* Selected extract *
Let’s start by understanding the different methods of API authorization available, and then look at how those can be tested with Postman.

Postman Tutorial Chapters

  1. Overview – The Ultimate Postman Tutorial for API Testing
  2. Chapter 1Getting started with Postman for API Testing
  3. You’re here → Chapter 2 – Understanding API Authorization Options in Postman
  4. Chapter 3 – Using Postman for Automation Testing
  5. Chapter 4 – Using Test Scripts in Postman
  6. Chapter 5 – Running Postman in CI using Newman
  7. Chapter 6 – Creating Mocks with Postman

Basic Auth

We’ll start with basic auth. Conceptually basic auth is pretty easy to understand. It works in a similar way to how you log into a website. With basic auth you simply need to provide a username and password. In order to use basic auth in Postman you will of course need an API that supports this type of authentication as well as a username and password that will give you access to the API.

To set up your test, go to the request in Postman that you need to authenticate and click on the Authorization tab. On that tab there is a Type dropdown where you can select the type of authorization your API uses. Select Basic Auth from there.

Postman Tutorial Chapter 2 - Select type of authorization your API uses

You can then fill in your username and password and Postman will take care of the rest for you. If you switch to the Headers tab, you should see an Authorization header that looks something like this:

Postman Tutorial Chapter 2 - API Authorization in Postman

This header is how your username and password are given to the server. The Basic part of this tells the API that you are using basic auth. However, basic auth isn’t used that much anymore in APIs as there are other more secure and convenient ways to authorize API requests. 

Let’s take a look at a more common way to do API authorization, using an API key.

API Keys

A more common way to do API authorization than basic auth is with an API key. API keys are often preferred because they can be revoked if they are compromised and can be set up to have the precise permissions you want the user to have. In order to use an API key you first need to generate it! Most applications that use API keys will have some place that you can go to in order to generate a key to use. For example, in Github you can generate an API key by going to the setting for your user and then clicking on Developer Settings:

Postman Tutorial Chapter 2 - API Keys for API Authorization

You can then select the Personal access tokens option and generate a personal access token. 

The exact place where you can find and generate API tokens like this will differ from app to app, so look around the current app you are testing or ask the developers or others on the team where you can find it. Not all APIs provide this kind of functionality but many of the public ones will.

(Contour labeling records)
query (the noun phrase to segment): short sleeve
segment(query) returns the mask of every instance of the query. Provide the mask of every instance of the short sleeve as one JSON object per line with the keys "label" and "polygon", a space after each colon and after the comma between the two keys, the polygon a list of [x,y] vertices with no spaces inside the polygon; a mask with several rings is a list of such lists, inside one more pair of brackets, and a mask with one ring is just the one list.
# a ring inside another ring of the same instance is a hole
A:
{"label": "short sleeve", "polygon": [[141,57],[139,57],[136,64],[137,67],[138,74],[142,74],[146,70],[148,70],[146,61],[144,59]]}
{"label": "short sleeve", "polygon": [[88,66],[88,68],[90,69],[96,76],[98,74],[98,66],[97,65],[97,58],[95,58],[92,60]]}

* Exercise requirements *
1. From the Postman API authorization tutorial, reproduce word for word the part that opens with the words containing "To set up your" and closes with "authorize API requests.".
2. Carry the Postman API authorization tutorial forward from its final sentence, writing on in the same voice.

* The responses *
1.
To set up your test, go to the request in Postman that you need to authenticate and click on the Authorization tab. On that tab there is a Type dropdown where you can select the type of authorization your API uses. Select Basic Auth from there.

Postman Tutorial Chapter 2 - Select type of authorization your API uses

You can then fill in your username and password and Postman will take care of the rest for you. If you switch to the Headers tab, you should see an Authorization header that looks something like this:

Postman Tutorial Chapter 2 - API Authorization in Postman

This header is how your username and password are given to the server. The Basic part of this tells the API that you are using basic auth. However, basic auth isn’t used that much anymore in APIs as there are other more secure and convenient ways to authorize API requests.

2.
Once you have an API key, you are ready to put it into Postman. In order to do that, you can once again go to the Authorization tab for the API request you want to send. This time choose the Bearer Token option from the Type drop down. You can then paste your API key into the Token field. If you switch to the Headers tab, you will see something that looks like this:

Postman Tutorial Chapter 2 - API Authorization in Postman

Note that this time instead of starting with Basic the authorization header starts with Bearer. This lets the API server know that you are using a key for authentication. API keys are a common way to authorize API requests, but let’s take a look at a slightly more involved method of API Authorization, using OAuth 2. 

OAuth 2

Strictly speaking, OAuth isn’t a way to authenticate, it’s a way to delegate permissions. Getting into the details of how it works goes beyond the scope of this tutorial, but if you do to test an API with OAuth, Postman can support you. At the end of the day, authorization with OAuth means you use an access token, much like the API key method discussed above. The difference is in how you get that key. Instead of just having it generated for you, you have to follow an OAuth flow in order to generate it. 

If you are trying to set this up for an API, you will want to read the API documentation or talk to someone who understands it, in order to figure out what flow you need to follow. Once you have your key, you can go to the Authorization tab in Postman for the request you are trying to authorize and set the type to OAuth 2.0. From there you can click on the Get New Access Token and fill in the appropriate details as given by the API documentation and you can then click on the Request Token button to get the token that you need. 

Conclusion

There are some other API types that you can set up in Postman, but these ones above are probably the most common. With this in hand you should be able to make requests to the API you are trying to test. Authorization in APIs can be a bit tricky when you are getting started, but Postman makes it straightforward to use. If the API you are currently testing doesn’t need authorization, challenge yourself a little and see if you can make calls to an API like GitHub or Twitter that do require it. You might be surprised at how quickly you can start using them when you are working with Postman.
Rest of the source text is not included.